Task instructions: Each line in the data holding "below" should be listed.
━━ Excerpted records
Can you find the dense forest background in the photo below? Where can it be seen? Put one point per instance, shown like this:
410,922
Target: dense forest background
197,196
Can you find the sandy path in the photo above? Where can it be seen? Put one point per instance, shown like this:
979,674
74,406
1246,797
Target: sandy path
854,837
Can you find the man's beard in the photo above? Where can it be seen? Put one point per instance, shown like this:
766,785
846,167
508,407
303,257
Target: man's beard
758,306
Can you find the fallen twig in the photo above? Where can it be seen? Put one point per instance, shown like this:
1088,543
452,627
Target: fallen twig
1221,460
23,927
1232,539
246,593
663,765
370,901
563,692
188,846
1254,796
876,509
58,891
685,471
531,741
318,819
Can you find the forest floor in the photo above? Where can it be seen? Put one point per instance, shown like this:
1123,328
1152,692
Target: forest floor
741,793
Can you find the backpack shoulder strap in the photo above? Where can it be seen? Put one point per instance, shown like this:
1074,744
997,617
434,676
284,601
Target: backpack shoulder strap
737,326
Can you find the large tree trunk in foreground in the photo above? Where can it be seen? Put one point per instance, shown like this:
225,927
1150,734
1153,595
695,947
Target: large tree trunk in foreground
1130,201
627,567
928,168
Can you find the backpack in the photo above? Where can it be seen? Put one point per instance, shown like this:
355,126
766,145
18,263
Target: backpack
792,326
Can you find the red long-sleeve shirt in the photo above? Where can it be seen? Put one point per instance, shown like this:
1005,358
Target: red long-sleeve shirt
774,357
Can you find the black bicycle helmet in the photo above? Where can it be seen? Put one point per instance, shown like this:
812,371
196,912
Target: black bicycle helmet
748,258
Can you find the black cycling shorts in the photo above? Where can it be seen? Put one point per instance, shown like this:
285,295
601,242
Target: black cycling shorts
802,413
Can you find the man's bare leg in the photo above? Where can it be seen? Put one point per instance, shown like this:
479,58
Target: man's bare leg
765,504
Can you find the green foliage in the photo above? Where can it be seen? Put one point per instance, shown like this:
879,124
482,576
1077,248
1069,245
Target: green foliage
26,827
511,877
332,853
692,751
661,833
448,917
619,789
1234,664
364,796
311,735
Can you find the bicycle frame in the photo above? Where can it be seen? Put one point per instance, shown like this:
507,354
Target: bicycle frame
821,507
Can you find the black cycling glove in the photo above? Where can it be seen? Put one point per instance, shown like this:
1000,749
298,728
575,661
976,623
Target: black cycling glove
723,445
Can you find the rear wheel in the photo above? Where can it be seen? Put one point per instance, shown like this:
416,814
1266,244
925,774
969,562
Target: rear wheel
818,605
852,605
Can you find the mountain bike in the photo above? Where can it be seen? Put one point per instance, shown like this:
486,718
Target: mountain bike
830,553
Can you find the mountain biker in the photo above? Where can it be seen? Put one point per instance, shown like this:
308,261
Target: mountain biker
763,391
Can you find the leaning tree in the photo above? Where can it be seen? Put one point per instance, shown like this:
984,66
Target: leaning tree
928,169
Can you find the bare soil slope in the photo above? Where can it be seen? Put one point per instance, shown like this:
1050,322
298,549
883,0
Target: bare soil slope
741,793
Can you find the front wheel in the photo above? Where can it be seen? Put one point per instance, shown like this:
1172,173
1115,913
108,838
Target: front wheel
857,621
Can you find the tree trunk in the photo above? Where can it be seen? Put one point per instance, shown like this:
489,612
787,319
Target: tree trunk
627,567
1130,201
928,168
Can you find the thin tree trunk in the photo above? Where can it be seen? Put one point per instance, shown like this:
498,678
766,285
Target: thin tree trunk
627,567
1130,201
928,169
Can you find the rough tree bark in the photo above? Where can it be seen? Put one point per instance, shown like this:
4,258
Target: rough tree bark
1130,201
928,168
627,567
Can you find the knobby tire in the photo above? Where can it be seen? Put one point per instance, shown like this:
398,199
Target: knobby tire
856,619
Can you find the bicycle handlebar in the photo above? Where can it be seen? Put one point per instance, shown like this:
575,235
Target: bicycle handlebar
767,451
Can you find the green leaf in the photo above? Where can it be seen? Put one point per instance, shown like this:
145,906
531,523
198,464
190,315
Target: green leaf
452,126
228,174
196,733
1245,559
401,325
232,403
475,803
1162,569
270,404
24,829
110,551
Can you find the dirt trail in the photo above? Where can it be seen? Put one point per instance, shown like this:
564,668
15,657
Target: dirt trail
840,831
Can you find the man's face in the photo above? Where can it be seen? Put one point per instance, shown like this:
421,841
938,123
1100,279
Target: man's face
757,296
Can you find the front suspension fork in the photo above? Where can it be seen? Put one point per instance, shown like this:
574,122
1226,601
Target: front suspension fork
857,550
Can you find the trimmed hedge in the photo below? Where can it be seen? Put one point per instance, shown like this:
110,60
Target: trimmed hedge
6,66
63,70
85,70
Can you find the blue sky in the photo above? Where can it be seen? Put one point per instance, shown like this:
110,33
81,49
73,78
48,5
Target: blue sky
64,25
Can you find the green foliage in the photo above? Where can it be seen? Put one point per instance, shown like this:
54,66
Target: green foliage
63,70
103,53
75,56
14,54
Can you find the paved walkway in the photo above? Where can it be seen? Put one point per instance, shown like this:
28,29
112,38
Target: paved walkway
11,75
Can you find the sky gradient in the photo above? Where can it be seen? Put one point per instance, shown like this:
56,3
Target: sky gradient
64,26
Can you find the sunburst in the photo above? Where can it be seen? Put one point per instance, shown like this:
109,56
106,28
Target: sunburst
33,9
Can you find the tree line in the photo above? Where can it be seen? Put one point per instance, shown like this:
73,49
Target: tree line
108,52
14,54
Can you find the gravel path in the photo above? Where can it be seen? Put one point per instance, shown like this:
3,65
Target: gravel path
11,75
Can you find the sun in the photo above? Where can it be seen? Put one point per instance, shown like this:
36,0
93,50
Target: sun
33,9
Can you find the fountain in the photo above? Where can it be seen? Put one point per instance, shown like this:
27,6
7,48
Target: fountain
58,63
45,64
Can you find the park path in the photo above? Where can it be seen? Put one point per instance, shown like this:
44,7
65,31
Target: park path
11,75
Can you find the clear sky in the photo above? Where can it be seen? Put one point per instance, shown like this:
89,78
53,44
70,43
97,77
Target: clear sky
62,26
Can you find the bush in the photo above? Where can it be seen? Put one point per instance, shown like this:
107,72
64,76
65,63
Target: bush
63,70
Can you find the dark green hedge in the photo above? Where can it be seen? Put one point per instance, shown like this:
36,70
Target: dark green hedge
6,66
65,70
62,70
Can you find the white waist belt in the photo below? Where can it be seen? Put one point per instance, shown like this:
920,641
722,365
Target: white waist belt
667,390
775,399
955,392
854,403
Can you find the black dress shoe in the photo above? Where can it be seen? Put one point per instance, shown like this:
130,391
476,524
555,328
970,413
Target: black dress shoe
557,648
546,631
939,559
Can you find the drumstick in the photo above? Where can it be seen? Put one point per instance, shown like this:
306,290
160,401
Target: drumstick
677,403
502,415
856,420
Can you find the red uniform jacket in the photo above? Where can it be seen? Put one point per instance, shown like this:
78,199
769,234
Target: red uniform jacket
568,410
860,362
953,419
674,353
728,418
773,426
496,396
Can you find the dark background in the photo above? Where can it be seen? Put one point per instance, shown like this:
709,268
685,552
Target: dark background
━━━━
Result:
Can you find the dense forest background in the photo below? Where can it be seen? Put one point per instance, shown like this:
Can you find the trimmed hedge in the photo below? Where can it be seen? Put one point per instance, shown like this:
Can you find the white waist belt in the photo below? Where can it be seen? Put one point per instance, shown like this:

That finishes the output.